* INSTRUCTION *
Can you copy out every one of the lines below character for character, changing nothing?

##########

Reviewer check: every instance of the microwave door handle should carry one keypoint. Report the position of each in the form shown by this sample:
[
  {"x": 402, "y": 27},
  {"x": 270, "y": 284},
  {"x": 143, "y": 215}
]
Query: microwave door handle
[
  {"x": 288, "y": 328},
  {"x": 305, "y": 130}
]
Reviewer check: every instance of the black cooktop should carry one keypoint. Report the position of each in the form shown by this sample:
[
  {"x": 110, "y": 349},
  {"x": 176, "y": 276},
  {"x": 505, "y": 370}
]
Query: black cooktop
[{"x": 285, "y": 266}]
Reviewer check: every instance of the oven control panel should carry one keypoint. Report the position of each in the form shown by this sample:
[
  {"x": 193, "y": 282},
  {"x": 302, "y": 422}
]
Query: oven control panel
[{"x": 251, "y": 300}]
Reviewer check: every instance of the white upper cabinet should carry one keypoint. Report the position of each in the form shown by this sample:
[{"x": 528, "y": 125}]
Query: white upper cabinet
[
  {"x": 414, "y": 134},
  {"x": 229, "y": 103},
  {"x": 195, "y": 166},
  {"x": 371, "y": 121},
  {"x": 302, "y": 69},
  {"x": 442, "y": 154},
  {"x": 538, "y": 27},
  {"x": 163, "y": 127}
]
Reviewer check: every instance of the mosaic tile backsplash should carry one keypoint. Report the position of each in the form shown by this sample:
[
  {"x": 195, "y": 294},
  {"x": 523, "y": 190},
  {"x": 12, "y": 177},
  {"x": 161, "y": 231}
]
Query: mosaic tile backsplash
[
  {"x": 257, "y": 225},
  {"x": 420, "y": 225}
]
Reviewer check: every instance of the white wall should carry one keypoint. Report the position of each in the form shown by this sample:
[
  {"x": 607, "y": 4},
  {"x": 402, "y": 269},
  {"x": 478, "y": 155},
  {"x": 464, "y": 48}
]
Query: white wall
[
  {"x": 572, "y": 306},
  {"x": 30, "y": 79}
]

##########

* COMPLETED EXERCISE *
Reviewer check: every instance of the microwave door handle should carry one keypoint. Report the position of each in the form shown by this sample:
[
  {"x": 402, "y": 27},
  {"x": 270, "y": 284},
  {"x": 143, "y": 215}
]
Query: microwave door handle
[
  {"x": 288, "y": 328},
  {"x": 305, "y": 130}
]
Reviewer check: every instance of the black cooktop should carry one keypoint. Report the position of each in the form shown by this sample:
[
  {"x": 110, "y": 349},
  {"x": 176, "y": 276},
  {"x": 505, "y": 370}
]
Query: black cooktop
[{"x": 285, "y": 266}]
Reviewer check: every instance of the oven control panel should carry one keypoint. Report the position of each in the form shown by this sample:
[
  {"x": 193, "y": 282},
  {"x": 302, "y": 422}
]
Query: oven control panel
[{"x": 251, "y": 300}]
Reviewer check: every instance of the white upper cabinet should carry one keypoint. Report the position of each in the form shown by this sample:
[{"x": 528, "y": 125}]
Query: white upper cabinet
[
  {"x": 414, "y": 134},
  {"x": 229, "y": 103},
  {"x": 195, "y": 166},
  {"x": 371, "y": 121},
  {"x": 302, "y": 69},
  {"x": 442, "y": 154},
  {"x": 538, "y": 27},
  {"x": 163, "y": 127}
]
Reviewer check: every instance of the mosaic tile backsplash should carry one keypoint. Report the position of each in the form shown by this sample:
[
  {"x": 195, "y": 294},
  {"x": 523, "y": 190},
  {"x": 12, "y": 177},
  {"x": 161, "y": 231}
]
Query: mosaic tile backsplash
[
  {"x": 257, "y": 225},
  {"x": 420, "y": 225}
]
Reviewer check: every instance of the white wall should carry one keypoint. Report the position of each in the form shown by this sample:
[
  {"x": 607, "y": 4},
  {"x": 402, "y": 269},
  {"x": 478, "y": 155},
  {"x": 464, "y": 48}
]
Query: white wall
[
  {"x": 572, "y": 306},
  {"x": 30, "y": 79}
]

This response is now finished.